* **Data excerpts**
════════
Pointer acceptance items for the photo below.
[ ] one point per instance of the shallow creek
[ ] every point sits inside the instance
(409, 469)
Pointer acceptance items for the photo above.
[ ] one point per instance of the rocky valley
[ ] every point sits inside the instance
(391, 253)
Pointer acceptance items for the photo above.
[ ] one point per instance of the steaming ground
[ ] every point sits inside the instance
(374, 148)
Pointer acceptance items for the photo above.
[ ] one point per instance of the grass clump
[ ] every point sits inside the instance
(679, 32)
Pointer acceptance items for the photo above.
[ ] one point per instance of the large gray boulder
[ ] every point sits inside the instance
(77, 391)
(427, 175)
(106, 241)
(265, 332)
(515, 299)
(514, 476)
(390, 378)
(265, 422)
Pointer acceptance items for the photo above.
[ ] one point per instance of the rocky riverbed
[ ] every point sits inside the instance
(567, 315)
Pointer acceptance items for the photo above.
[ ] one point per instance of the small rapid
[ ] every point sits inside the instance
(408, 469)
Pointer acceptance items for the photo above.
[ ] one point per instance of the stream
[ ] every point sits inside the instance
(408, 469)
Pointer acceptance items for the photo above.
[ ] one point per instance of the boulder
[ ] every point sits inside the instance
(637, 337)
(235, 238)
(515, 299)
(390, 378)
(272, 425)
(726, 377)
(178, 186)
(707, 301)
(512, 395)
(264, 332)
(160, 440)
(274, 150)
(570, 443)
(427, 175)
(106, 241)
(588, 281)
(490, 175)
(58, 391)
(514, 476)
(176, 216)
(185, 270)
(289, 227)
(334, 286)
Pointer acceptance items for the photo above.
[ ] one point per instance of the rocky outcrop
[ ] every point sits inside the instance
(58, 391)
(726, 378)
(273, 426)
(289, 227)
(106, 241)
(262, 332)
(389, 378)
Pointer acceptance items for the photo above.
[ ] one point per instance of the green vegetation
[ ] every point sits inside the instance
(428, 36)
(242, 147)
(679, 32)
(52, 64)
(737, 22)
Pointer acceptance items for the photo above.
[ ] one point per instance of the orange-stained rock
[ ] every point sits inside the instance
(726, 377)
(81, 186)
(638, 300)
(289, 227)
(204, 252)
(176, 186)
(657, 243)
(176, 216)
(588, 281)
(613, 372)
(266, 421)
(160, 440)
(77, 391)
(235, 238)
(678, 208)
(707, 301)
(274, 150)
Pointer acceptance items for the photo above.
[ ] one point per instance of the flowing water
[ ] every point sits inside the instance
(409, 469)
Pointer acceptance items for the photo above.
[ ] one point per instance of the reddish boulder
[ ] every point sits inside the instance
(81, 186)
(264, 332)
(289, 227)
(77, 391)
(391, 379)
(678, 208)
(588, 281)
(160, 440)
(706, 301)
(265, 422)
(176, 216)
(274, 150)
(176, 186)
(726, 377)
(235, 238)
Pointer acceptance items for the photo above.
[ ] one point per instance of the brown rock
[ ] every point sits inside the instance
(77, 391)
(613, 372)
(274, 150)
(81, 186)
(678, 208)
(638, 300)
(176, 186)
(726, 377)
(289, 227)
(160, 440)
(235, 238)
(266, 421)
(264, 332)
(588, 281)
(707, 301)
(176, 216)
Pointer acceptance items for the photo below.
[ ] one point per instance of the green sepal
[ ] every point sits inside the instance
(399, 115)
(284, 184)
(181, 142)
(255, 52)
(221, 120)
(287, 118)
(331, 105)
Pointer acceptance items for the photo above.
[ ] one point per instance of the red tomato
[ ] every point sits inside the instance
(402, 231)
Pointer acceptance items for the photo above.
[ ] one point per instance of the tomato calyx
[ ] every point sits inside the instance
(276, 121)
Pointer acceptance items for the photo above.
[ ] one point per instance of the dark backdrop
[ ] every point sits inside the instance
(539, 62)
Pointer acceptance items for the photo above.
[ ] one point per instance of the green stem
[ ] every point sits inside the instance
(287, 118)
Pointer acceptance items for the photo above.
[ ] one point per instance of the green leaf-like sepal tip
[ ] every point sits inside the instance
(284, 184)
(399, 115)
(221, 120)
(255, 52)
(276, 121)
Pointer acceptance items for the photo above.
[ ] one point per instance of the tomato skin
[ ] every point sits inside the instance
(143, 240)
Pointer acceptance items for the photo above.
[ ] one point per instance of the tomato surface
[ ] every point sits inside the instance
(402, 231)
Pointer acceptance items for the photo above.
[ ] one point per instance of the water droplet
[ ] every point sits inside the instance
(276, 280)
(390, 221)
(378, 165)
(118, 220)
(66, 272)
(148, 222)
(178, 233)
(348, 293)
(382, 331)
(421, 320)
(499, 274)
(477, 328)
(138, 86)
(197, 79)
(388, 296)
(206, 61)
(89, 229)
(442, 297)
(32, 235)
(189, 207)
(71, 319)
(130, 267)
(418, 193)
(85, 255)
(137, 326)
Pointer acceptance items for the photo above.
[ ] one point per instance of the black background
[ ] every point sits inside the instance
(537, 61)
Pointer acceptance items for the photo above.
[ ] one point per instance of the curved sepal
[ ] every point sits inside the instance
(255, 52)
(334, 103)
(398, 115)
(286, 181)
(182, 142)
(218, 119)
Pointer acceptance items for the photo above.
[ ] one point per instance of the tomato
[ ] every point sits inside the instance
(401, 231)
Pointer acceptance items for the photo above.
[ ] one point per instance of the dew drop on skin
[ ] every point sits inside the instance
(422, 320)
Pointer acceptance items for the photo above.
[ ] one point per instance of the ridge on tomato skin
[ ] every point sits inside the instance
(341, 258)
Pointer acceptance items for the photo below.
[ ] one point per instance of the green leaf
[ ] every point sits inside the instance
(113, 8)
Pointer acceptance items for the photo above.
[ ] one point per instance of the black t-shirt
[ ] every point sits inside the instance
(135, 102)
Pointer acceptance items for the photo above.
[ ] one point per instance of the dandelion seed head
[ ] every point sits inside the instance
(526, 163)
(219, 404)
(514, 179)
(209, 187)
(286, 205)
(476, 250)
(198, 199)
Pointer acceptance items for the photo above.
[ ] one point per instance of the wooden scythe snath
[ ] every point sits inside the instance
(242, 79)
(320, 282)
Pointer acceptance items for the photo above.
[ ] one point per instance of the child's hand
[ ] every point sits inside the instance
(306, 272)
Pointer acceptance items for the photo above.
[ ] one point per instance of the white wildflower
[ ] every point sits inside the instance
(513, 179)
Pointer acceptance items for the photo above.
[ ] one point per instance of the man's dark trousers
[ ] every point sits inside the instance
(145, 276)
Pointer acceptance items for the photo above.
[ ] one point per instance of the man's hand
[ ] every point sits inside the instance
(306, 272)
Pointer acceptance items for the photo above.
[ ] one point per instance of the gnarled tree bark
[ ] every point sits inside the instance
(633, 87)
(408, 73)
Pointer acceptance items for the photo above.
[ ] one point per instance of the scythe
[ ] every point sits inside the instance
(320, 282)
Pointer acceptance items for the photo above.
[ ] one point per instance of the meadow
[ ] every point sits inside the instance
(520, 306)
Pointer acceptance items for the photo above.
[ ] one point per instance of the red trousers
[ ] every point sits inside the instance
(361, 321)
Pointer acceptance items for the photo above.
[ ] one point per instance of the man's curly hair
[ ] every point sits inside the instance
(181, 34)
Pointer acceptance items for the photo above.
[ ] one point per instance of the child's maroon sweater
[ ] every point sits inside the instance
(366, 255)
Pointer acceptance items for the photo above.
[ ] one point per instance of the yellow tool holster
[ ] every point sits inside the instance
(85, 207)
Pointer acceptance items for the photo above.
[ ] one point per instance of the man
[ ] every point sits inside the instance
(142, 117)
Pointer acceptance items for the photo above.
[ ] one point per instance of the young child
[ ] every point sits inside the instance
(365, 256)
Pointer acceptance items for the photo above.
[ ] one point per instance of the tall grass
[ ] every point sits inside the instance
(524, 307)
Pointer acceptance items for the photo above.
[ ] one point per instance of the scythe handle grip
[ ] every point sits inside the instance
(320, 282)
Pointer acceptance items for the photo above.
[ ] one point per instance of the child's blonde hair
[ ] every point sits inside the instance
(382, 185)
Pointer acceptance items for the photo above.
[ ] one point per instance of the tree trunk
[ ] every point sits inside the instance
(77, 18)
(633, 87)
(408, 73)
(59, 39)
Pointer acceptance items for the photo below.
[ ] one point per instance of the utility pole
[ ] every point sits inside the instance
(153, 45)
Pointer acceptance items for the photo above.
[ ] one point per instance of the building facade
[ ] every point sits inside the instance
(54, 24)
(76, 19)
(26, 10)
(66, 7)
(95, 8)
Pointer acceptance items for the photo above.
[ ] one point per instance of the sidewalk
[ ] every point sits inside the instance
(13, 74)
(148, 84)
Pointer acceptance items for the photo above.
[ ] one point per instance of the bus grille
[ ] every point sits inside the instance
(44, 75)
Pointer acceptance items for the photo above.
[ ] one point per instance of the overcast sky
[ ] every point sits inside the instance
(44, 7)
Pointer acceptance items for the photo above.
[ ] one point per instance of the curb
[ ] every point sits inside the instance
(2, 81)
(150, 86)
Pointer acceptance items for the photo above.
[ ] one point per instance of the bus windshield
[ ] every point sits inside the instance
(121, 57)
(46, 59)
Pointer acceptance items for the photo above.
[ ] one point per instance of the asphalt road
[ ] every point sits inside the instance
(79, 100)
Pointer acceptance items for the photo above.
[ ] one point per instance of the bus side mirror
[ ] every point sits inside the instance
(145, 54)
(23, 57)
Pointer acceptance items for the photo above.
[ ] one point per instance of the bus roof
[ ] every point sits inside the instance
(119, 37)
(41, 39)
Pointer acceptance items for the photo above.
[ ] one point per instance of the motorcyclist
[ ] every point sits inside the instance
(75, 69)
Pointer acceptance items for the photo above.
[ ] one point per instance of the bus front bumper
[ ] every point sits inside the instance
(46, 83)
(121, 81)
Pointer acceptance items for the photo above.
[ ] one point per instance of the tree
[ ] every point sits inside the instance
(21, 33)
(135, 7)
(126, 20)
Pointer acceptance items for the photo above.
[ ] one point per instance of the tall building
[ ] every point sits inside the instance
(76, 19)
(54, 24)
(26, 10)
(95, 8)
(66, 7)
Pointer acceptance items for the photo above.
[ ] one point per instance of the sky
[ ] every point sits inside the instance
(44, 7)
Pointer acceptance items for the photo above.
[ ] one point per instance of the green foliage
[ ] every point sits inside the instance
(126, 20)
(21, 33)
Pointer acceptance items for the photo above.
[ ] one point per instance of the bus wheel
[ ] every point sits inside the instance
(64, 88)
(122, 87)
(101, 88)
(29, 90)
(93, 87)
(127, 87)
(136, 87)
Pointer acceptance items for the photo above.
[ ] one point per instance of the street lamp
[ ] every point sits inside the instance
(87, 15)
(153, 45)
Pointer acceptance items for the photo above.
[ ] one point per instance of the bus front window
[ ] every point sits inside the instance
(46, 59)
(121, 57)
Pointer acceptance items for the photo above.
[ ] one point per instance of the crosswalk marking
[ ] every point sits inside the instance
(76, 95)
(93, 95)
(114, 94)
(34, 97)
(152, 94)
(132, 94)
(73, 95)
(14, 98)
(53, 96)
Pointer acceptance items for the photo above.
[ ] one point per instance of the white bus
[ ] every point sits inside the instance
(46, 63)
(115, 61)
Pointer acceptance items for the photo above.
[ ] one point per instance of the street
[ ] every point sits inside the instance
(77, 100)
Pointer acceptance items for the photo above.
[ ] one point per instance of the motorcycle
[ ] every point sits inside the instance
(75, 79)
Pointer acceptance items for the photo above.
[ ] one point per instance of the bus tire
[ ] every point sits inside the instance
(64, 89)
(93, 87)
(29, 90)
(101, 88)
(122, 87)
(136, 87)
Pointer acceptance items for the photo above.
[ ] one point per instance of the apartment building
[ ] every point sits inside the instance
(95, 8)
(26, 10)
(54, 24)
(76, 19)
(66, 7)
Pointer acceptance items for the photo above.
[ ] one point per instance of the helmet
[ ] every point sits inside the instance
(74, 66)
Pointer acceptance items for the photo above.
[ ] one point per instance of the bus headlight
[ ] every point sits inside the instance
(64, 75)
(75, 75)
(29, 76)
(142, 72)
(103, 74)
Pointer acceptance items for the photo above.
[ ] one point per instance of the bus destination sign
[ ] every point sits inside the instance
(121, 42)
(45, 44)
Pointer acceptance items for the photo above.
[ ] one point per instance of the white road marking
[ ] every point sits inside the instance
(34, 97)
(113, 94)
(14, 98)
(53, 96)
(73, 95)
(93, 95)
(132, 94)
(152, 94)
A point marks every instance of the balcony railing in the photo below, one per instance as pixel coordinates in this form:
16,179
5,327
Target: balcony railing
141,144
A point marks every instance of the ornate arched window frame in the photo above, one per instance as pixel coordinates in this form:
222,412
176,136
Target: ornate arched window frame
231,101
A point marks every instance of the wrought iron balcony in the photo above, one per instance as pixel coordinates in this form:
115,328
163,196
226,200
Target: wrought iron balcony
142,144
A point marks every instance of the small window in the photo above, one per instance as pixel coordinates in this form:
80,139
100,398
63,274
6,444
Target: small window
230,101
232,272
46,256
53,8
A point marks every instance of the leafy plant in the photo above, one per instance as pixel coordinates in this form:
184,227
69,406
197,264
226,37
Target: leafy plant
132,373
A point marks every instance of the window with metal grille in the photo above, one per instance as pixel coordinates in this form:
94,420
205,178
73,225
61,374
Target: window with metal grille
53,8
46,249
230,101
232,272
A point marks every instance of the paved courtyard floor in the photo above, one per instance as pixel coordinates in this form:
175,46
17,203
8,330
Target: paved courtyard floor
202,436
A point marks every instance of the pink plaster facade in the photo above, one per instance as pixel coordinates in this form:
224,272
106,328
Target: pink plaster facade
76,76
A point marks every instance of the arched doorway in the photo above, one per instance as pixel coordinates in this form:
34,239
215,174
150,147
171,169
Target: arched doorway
════════
* **Problem**
Take the lines above from the one containing "[ ] one point per instance of the bus side" down to the one containing "[ ] one point per instance of the bus wheel", and transcribe them exactly, both ends included.

* **Completed task**
[ ] one point per instance of the bus side mirror
[ ] every point sits inside the instance
(145, 54)
(23, 57)
Pointer acceptance items for the photo above.
[ ] one point per instance of the bus roof
[ ] every point sits inside the instance
(119, 37)
(41, 39)
Pointer acceptance items for the photo above.
[ ] one point per instance of the motorcyclist
[ ] every point sits inside the instance
(75, 69)
Pointer acceptance items for the photo above.
[ ] one point per instance of the bus front bumper
[ ] every point sits inside the instance
(46, 83)
(121, 81)
Pointer acceptance items for the photo above.
[ ] one point per instance of the tree
[ ] every point sits inside the instance
(21, 33)
(135, 7)
(126, 20)
Pointer acceptance items for the photo above.
[ ] one point per instance of the tall building
[ ] every point sits inside the instance
(76, 19)
(54, 24)
(26, 10)
(95, 8)
(66, 7)
Pointer acceptance items for the photo above.
[ ] one point per instance of the sky
[ ] every point sits inside the instance
(44, 7)
Pointer acceptance items for the photo above.
[ ] one point per instance of the green foliage
[ ] every point sits inside the instance
(126, 20)
(21, 33)
Pointer acceptance items for the photo above.
[ ] one point per instance of the bus wheel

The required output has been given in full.